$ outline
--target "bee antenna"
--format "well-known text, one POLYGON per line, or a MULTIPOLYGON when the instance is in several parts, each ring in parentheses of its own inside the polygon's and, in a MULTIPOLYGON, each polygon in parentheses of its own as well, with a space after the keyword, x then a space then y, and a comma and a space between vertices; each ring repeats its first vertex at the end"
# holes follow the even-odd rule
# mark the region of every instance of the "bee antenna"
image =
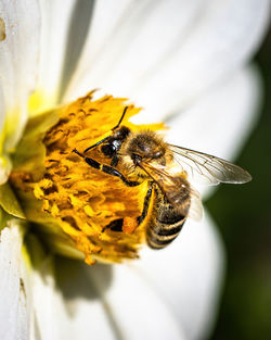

= Description of the task =
Extract every line of the records above word for word, leaving out the picture.

= Result =
$ outline
--target "bee antenna"
--format "well-known text, one POLYGON per line, or a MULTIPOLYGON when the instance is in several parts, each ring in parentheses of its own inside the polygon's and, in a MULTIPOLYGON, each polygon in parentheses of its own as well, with a space after the keyword, x then a space then y, and a comma and a space between vertices; each ring repeats its first vertex at the end"
# holes follow the even-odd rule
# mark the region of every instance of the "bee antenna"
image =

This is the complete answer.